▶ Gestelde opgave
Geef de regels van de regel met "target: **red snow shovel**" tot en met het einde van de gegevens, beide grenzen inbegrepen, als een JSON-lijst van strings, met één string per regel en zonder lege regels.

══ Oefengegevens ══

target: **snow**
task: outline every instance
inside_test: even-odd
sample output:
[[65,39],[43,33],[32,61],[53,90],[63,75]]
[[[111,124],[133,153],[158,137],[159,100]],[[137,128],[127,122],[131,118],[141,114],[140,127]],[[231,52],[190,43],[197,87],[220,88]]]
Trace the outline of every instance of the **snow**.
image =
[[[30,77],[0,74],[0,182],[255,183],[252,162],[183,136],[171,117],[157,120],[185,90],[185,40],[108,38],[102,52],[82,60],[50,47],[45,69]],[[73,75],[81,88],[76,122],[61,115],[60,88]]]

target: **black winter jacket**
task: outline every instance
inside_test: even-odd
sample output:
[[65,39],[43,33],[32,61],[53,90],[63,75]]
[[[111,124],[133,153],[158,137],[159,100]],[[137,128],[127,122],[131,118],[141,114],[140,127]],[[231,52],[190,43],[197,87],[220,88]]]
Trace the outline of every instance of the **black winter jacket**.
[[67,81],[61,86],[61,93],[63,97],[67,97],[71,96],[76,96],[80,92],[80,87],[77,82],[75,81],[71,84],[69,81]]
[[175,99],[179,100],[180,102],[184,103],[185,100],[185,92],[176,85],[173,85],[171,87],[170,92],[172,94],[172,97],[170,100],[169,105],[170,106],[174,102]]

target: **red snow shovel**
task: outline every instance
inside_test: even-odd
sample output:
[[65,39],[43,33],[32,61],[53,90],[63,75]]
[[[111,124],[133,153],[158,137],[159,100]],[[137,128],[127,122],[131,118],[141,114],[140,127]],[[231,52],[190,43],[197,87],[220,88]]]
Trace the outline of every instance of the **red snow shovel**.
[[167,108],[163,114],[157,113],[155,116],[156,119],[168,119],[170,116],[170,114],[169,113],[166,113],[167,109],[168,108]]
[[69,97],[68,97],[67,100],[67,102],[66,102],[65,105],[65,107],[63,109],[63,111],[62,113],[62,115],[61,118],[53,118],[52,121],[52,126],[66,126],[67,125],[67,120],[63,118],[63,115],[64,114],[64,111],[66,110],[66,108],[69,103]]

═══

▶ Antwoord
[
  "target: **red snow shovel**",
  "task: outline every instance",
  "inside_test: even-odd",
  "sample output:",
  "[[65,39],[43,33],[32,61],[53,90],[63,75]]",
  "[[[111,124],[133,153],[158,137],[159,100]],[[137,128],[127,122],[131,118],[141,114],[140,127]],[[231,52],[190,43],[197,87],[220,88]]]",
  "Trace the outline of every instance of the **red snow shovel**.",
  "[[167,108],[163,114],[157,113],[155,116],[156,119],[168,119],[170,116],[170,114],[169,113],[166,113],[167,109],[168,108]]",
  "[[69,97],[68,97],[67,100],[67,102],[66,102],[65,105],[65,107],[63,109],[63,111],[62,113],[62,115],[61,118],[53,118],[52,121],[52,126],[66,126],[67,125],[67,120],[63,118],[63,115],[64,114],[64,111],[66,110],[66,108],[69,103]]"
]